* **Rows from a pointing dataset**:
■ ■ ■ ■

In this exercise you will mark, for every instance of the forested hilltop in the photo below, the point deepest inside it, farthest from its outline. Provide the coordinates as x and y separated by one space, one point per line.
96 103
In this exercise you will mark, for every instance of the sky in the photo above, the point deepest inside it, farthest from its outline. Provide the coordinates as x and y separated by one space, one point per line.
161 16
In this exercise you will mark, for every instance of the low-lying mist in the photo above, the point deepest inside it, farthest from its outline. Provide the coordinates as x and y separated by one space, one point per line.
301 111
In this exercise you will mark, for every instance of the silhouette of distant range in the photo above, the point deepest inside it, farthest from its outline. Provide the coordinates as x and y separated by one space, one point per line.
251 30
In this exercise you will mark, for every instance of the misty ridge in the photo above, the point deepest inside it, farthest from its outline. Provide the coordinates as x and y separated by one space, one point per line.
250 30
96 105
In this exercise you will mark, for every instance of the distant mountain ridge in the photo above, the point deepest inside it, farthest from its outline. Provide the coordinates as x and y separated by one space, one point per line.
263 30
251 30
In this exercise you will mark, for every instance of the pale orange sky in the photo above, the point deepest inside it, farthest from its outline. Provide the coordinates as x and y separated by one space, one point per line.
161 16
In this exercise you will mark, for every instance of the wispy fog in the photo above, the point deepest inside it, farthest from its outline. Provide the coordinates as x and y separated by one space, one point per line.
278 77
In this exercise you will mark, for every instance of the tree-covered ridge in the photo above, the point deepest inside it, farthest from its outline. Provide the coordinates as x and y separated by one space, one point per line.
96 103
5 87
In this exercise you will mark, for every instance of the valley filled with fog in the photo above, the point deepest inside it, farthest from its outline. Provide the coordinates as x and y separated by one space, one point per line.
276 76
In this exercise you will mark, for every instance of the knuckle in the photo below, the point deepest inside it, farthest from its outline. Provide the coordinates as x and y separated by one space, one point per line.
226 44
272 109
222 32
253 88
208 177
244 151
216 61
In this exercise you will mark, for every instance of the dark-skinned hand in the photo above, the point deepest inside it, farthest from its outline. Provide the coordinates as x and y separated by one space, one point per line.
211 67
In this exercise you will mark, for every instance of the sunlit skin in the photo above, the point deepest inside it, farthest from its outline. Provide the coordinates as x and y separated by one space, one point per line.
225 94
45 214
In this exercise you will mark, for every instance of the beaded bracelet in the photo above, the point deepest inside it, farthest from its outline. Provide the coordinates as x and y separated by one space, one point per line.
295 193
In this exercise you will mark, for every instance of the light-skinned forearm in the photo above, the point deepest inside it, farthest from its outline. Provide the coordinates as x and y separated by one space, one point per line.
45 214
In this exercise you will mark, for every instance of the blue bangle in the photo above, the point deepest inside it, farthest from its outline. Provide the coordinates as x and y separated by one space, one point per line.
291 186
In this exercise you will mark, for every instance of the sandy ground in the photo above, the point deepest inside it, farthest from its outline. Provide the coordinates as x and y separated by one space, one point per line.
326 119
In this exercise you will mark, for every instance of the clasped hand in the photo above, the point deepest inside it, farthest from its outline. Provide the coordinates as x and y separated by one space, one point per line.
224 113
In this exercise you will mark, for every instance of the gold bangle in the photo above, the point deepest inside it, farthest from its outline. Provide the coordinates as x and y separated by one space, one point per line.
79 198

■ ■ ■ ■

* **GIVEN REQUEST**: Please reproduce each line exactly as written.

* **TASK OUTPUT**:
In this exercise you will mark, for every instance of the forested hilltop in the photo below, the point deepest inside it, farthest from its outline. Provide the coordinates as x and y separated by one space, one point per line.
96 103
In this exercise you will mark, for every instance of the sky in the photo above, the point deepest inside it, farthest from its outline. Provide the coordinates as x and y separated by one space, one point per line.
161 16
In this exercise you will mark, for every instance of the low-lying mist in the photo above, the point deepest inside it, farthest from its outline. Provide the coordinates as x and y separated by one space, one point per line.
301 111
In this exercise you will mark, for every instance of the silhouette of distant range in the photo above, the point deepest inside it, farthest from its outline. Provide the coordinates as x and y separated by one space, one point per line.
251 30
In this exercise you will mark, for every instance of the misty ridge in the photo above, the point deepest inside it, farthest from its outline. Provide the coordinates as x and y separated by one space, one point per line.
250 30
96 105
In this exercise you will mark, for every instance of the distant mountain ridge in the photo above, the point deepest inside it, farthest from its outline. Provide the coordinates as x and y separated by one space, one point per line.
263 30
251 30
In this exercise you will mark, for every instance of the pale orange sky in the photo above, the point deepest inside it, farthest from its outline. Provide the coordinates as x and y separated by one space, one point per line.
161 16
In this exercise you will mark, for every instance of the wispy fog in the photo above, the point deepest inside it, farthest from its outline. Provide the coordinates as x and y separated by one space, one point per line.
278 77
In this exercise you will mark, for every instance of the tree-covered ridge in the photo above, the point deepest inside it, farthest from its outline. Provide the coordinates as x and y separated by one space, one point per line.
96 103
5 87
In this exercise you will mark, for every instance of the valley filled with fog in the photo above, the point deepest inside it, farthest from its outline. Provide the coordinates as x and y separated by one space, one point per line.
276 76
In this exercise you will mark, for every instance of the knuckle in the photo below, the point deepest inside it, farthest from its outline. Provide the coordinates as x and y separated by one space, one point per line.
226 44
272 109
222 32
253 88
208 177
244 151
216 61
In this exercise you will mark, for every instance of the dark-skinned hand in the photo above, the point deepest inside it, farthest from its outline. Provide the coordinates as x and y separated by one space, one point per line.
211 67
In this exercise you will mark, for every instance of the sunlit skin in the photo above, the point deepest inside it, farthest from its outline. Provide the coordinates as x and y separated by one space, one point per line.
225 94
45 214
In this exercise you will mark, for every instance of the beaded bracelet in the photo above, the point deepest inside it, farthest from its outline. Provide the coordinates as x and y separated by one space, one point per line.
295 193
In this exercise you will mark, for every instance of the light-skinned forearm in the photo above, the point deepest inside it, farthest from its outline. Provide the coordinates as x and y separated by one space, one point per line.
45 214
In this exercise you will mark, for every instance of the blue bangle in the photo above, the point deepest inside it, farthest from its outline. Provide the coordinates as x and y separated by one space, one point per line.
291 186
In this exercise you will mark, for every instance of the sandy ground in the photo above, the point deepest inside it, farthest from its outline. Provide the coordinates as x and y separated by one space, one point per line.
326 119
In this exercise you will mark, for every instance of the clasped hand in the photo above, the point deepest inside it, farthest from its outline. Provide the coordinates as x and y separated by one space, one point per line.
224 113
In this exercise you will mark, for every instance of the gold bangle in the photo above, the point deepest inside it, farthest from its outline. Provide the coordinates as x and y separated by one space, one point per line.
79 198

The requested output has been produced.